What to do: Work through the records that follow and return each line containing the word "below".

Referring expression data:
━━━━━━━━━━━━━━━━━━━━
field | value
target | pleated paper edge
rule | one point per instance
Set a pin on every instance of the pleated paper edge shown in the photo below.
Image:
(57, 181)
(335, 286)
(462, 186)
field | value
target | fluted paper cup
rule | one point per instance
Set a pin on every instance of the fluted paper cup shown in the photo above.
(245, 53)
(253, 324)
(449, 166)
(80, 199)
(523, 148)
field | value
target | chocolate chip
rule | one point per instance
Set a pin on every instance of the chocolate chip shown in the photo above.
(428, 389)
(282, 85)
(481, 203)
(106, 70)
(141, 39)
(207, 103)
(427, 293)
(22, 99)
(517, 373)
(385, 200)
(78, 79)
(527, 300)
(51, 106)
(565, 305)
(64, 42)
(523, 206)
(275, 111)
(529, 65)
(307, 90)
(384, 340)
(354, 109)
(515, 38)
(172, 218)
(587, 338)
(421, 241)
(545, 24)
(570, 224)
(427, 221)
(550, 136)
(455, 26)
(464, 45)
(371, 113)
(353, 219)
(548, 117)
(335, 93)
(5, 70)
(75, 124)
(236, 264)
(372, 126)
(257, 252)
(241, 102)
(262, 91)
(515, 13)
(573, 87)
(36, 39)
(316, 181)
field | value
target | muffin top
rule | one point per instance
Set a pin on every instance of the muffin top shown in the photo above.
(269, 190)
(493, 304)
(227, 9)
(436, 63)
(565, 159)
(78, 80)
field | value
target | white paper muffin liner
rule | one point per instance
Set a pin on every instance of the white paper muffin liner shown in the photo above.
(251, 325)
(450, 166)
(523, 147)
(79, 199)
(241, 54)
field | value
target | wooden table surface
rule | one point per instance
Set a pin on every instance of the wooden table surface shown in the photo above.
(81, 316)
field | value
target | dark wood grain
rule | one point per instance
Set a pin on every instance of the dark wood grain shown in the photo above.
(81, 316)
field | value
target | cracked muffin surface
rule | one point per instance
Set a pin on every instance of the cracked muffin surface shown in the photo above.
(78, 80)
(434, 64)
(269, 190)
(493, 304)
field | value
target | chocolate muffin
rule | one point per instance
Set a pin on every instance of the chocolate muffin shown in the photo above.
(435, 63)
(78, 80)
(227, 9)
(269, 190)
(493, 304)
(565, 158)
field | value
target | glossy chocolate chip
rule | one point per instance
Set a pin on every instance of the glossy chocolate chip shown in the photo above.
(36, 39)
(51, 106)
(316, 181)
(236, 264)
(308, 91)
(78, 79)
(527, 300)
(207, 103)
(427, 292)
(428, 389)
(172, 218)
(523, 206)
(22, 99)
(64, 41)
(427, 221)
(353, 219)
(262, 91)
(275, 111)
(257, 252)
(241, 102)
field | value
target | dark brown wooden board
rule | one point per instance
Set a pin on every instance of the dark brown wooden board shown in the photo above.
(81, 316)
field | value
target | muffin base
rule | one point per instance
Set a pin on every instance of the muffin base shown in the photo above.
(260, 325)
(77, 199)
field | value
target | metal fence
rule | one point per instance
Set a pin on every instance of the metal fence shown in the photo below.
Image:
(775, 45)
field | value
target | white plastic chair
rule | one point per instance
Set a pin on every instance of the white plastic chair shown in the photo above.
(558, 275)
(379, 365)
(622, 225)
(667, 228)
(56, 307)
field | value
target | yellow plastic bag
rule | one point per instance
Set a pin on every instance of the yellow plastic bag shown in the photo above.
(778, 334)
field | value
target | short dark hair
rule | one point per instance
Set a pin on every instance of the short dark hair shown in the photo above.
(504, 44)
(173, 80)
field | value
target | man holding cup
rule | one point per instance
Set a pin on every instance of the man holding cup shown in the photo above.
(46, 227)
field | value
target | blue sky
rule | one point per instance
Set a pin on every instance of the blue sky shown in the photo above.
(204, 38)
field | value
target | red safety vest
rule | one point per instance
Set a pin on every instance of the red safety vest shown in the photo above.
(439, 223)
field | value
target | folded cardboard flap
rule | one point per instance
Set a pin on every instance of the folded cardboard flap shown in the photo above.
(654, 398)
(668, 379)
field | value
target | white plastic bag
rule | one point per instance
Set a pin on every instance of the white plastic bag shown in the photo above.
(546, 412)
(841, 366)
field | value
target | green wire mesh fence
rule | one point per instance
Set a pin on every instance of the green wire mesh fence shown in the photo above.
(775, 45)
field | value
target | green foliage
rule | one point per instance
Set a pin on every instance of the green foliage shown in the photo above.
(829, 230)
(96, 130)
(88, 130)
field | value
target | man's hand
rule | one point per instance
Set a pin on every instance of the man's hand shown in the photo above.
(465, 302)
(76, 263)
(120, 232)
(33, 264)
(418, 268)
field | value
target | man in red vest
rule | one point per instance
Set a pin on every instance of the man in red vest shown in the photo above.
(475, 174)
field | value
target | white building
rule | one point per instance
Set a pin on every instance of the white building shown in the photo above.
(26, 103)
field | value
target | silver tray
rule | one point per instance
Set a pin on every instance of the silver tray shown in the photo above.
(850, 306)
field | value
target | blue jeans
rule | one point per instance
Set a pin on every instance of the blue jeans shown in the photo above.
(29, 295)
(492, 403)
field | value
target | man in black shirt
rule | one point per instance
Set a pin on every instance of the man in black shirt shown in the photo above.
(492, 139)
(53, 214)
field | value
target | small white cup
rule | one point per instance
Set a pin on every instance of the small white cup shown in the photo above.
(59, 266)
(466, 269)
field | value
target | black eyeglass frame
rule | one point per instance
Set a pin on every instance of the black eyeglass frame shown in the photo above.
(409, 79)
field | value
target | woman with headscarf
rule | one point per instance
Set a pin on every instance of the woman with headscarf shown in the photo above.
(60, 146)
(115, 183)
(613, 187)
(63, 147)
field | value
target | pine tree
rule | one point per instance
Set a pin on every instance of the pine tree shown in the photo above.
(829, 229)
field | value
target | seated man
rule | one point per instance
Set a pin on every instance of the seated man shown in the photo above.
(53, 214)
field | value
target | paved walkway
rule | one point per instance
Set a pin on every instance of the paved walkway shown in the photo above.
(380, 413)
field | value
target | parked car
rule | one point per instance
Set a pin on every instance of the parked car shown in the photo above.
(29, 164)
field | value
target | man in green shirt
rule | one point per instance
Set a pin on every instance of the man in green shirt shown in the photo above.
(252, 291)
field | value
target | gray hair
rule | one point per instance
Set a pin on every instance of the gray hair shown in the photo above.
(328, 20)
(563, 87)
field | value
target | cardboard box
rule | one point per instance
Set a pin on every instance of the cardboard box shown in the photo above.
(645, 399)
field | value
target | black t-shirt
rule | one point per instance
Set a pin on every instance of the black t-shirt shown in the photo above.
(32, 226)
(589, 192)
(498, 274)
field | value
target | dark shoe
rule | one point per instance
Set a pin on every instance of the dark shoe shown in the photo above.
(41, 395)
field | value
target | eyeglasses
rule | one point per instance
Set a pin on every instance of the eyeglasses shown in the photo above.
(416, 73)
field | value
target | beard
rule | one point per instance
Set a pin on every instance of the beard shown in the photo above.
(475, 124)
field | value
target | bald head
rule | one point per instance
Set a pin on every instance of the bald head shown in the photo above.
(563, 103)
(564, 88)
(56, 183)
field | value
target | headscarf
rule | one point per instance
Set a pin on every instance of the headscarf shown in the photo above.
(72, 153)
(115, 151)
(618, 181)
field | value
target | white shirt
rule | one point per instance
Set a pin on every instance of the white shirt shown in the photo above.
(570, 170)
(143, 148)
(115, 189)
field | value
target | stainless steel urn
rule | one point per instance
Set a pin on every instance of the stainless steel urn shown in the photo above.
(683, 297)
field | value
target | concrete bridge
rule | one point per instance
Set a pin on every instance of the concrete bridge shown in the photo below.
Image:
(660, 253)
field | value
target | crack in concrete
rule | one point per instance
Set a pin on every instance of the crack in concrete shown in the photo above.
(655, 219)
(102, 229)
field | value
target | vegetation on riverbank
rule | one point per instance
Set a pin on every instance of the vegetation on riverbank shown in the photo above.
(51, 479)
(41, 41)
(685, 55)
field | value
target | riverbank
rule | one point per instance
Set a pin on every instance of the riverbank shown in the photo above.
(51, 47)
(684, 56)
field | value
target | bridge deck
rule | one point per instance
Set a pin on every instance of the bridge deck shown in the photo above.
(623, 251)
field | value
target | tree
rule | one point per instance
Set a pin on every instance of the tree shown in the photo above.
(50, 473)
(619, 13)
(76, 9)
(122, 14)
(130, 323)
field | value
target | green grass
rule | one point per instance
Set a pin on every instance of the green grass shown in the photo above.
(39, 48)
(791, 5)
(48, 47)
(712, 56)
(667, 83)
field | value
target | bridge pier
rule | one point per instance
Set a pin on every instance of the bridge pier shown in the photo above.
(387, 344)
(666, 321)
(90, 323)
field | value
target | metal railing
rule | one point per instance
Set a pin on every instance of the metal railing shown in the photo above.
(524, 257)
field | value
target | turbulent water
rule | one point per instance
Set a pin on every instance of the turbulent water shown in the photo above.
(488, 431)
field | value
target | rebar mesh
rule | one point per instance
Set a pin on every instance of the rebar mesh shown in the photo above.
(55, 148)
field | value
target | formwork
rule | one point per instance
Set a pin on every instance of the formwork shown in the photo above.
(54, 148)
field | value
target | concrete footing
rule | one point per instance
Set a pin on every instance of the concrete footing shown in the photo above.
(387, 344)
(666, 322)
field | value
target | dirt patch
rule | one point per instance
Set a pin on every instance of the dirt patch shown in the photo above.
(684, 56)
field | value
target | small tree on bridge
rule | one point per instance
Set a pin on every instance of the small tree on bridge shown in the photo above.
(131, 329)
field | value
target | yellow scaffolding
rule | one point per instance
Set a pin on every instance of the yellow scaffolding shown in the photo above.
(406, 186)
━━━━━━━━━━━━━━━━━━━━
Task response:
Set a pin on every instance of the pleated paper edge shown in the photo below.
Set a pin on every instance of the metal fence shown in the photo below.
Set a pin on every instance of the concrete bridge shown in the photo below.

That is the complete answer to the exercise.